EXCERPTED PASSAGE:
..............................

1.1 - data as vectors

What is a vector?

  • A \(p\)-vector can be thought of as:
    • a coordinate in \(p\)-dimensional space;
    • a specification of magnitude and direction in \(p\)-dimensional space
  • Vectors can be expressed in row or column format.
    • \(u = (3,1)\) is a 2-dimensional row vector
    • \(v = \begin{pmatrix}4\\-1\\2\end{pmatrix}\) is a 3-dimensional column vector

What is a vector?

  • 2-dimensoinal vectors are easy to visualize in a Cartesian plane
  • For example, consider \(u = (3, 2)\)

Data as vectors

In a typical data set, each row can be thought of as a vector:

head(cars)
  speed dist
1     4    2
2     4   10
3     7    4
4     7   22
5     8   16
6     9   10

We have \(n\) 2-dimensional vectors:

  • The vector (4, 2);
  • The vector (4, 10);
  • etc.

Data as vectors

A typical data frame can be thought of as a series of row vectors:

head(cars)
  speed dist
1     4    2
2     4   10
3     7    4
4     7   22
5     8   16
6     9   10

We have \(n\) 2-dimensional vectors:

  • The vector (4, 2);
  • The vector (4, 10);
  • etc.

..............................

Collected data:

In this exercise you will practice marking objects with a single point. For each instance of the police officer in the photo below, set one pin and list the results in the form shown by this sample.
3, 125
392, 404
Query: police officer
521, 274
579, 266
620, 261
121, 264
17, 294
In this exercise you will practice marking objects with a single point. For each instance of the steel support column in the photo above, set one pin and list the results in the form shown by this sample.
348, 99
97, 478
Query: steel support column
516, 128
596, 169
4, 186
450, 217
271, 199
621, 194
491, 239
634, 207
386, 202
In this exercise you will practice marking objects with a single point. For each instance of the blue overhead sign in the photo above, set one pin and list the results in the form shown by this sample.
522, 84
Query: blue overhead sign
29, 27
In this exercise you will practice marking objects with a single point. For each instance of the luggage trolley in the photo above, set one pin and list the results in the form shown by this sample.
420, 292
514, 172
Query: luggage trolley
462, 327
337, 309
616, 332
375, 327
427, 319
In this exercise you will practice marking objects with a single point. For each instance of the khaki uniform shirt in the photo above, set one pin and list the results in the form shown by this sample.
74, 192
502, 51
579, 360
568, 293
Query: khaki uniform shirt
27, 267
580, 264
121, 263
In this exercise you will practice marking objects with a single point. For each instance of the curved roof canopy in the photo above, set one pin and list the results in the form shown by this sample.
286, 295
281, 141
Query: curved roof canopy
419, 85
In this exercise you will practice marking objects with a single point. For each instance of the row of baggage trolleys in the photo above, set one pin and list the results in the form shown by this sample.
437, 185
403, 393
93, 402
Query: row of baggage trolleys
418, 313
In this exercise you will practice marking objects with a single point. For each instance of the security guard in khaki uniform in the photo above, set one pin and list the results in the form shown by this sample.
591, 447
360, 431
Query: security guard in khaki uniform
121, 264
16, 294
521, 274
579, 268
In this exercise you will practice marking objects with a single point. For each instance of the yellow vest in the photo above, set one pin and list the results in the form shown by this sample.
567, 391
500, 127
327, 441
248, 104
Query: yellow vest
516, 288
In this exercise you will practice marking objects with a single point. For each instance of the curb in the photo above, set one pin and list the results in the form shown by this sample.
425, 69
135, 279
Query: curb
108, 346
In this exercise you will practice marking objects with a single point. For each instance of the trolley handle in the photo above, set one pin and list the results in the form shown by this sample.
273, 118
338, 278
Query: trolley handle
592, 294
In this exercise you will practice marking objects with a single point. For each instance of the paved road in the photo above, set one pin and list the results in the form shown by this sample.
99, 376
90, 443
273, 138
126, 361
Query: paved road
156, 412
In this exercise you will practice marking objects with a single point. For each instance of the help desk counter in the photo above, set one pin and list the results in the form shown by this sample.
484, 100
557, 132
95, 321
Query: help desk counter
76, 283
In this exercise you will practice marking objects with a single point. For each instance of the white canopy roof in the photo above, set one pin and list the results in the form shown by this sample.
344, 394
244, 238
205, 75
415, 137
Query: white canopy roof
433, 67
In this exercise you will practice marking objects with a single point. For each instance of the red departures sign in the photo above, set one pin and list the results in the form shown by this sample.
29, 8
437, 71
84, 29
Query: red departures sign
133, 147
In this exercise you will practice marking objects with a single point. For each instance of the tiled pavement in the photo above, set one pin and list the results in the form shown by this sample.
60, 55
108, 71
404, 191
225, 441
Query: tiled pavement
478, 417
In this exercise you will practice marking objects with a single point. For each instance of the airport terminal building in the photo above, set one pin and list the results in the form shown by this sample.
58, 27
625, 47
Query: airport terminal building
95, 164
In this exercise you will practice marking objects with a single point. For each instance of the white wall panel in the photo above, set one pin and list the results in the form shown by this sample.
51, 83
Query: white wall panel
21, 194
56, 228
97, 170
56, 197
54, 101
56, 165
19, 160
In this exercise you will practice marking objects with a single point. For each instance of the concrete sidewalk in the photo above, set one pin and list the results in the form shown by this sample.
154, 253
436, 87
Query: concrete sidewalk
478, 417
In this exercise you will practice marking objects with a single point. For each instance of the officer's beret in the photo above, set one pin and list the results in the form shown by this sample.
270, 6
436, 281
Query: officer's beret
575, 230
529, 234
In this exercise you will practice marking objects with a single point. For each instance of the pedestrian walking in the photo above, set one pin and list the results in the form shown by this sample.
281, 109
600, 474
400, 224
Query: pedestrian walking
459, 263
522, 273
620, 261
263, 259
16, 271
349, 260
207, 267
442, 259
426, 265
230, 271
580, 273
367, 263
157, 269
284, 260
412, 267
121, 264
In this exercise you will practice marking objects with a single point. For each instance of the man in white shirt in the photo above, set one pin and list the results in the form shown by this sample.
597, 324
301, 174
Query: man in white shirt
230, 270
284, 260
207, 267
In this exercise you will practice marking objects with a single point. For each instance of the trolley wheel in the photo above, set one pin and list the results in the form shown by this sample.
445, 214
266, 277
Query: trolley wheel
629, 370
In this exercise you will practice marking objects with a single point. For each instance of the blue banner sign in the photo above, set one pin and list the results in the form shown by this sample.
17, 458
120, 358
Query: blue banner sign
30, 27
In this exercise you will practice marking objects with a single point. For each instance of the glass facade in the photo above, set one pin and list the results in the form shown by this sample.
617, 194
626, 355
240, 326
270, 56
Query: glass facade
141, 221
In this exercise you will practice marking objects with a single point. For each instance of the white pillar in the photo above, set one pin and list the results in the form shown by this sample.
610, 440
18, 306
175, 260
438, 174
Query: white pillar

..............................

TASKS TO CARRY OUT:
(A) In the lesson on data as vectors, edit the part starting with "1.1 - data as" and going on through "or column format." so that "point" takes the place of "coordinate".
(B) Answer these questions using the lesson on data as vectors:
(i) According to the lesson, what kind of vector is \(u = (3,1)\)?
(ii) In a typical data set, what can each row be thought of as?
(iii) In the head(cars) output, what are the speed and dist values in row 4?

SOLUTIONS IN ORDER:
(A)
1.1 - data as vectors

What is a vector?

  • A \(p\)-vector can be thought of as:
    • a point in \(p\)-dimensional space;
    • a specification of magnitude and direction in \(p\)-dimensional space
  • Vectors can be expressed in row or column format.

(B)
(i) A 2-dimensional row vector.
(ii) A vector.
(iii) Speed 7, dist 22.